___ Text provided

Thursday, March 25, 2010


Heather has 5 coupons for $1 off lunchables. She finds that they are on sale for $.99 at her local supermarket...

You may think the answer to this question is "The store will pay Heather $.05 to take 5 lunchables off their hands."

That is, indeed, the correct answer to the above story problem. And it's kind of cool.

But the real riddle is this:

"If Heather gets 5 free lunchables from her local supermarket should she actually let her family eat them????"

I've begun couponing recently to try to save money on our family's grocery budget. I'm still getting the hang of it. I've had more frustrating experiences than positive so far, but I have saved a lot of money already and I have faith that, with practice, I can get good at this.

I've encountered a dilemma, though.

On Tuesday night I came home, having purchased $89 worth of food for only $45. It felt good.

______

Work request: Do the statements (a), (b), and (c) agree with the couponing post? Answer yes or no for each, and quote the words from the post that decide it. (a) Heather has five coupons worth $1 off lunchables. (b) Lunchables are on sale for $1.50 at Heather's local supermarket. (c) On Tuesday night the writer paid $89 for food. The entries that come next are from a different source and are not connected to this couponing post.

___ Given entries

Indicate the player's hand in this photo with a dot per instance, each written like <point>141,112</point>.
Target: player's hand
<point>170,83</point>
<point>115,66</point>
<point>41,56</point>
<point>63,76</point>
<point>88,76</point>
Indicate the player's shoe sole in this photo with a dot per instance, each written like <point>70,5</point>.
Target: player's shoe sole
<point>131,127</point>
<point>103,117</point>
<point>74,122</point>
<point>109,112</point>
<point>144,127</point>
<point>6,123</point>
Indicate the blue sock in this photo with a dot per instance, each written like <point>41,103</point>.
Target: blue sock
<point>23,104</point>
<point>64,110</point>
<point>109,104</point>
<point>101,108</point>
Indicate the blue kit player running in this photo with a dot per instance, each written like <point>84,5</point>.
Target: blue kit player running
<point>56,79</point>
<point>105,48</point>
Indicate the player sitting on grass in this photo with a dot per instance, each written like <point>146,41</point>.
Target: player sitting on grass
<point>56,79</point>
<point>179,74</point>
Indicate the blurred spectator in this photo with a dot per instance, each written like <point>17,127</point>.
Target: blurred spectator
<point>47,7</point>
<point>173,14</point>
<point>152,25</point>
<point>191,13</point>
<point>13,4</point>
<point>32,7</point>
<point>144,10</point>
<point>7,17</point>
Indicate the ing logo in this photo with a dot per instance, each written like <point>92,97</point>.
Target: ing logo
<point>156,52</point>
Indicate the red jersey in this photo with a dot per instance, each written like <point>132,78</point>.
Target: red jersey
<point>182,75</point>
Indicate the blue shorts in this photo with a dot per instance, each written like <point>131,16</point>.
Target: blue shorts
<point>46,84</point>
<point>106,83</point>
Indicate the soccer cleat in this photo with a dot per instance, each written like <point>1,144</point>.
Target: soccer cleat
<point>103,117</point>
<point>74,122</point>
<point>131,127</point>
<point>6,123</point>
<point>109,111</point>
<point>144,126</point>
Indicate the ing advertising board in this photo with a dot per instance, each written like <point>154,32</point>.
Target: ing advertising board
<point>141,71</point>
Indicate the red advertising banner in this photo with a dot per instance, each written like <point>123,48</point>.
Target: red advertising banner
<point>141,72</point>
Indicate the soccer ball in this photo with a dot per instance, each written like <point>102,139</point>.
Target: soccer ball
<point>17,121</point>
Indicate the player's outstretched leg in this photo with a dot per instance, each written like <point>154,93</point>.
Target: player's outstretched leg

______

Response for this exercise:
(a) Yes: "Heather has 5 coupons for $1 off lunchables."
(b) No: "they are on sale for $.99 at her local supermarket"
(c) No: "having purchased $89 worth of food for only $45"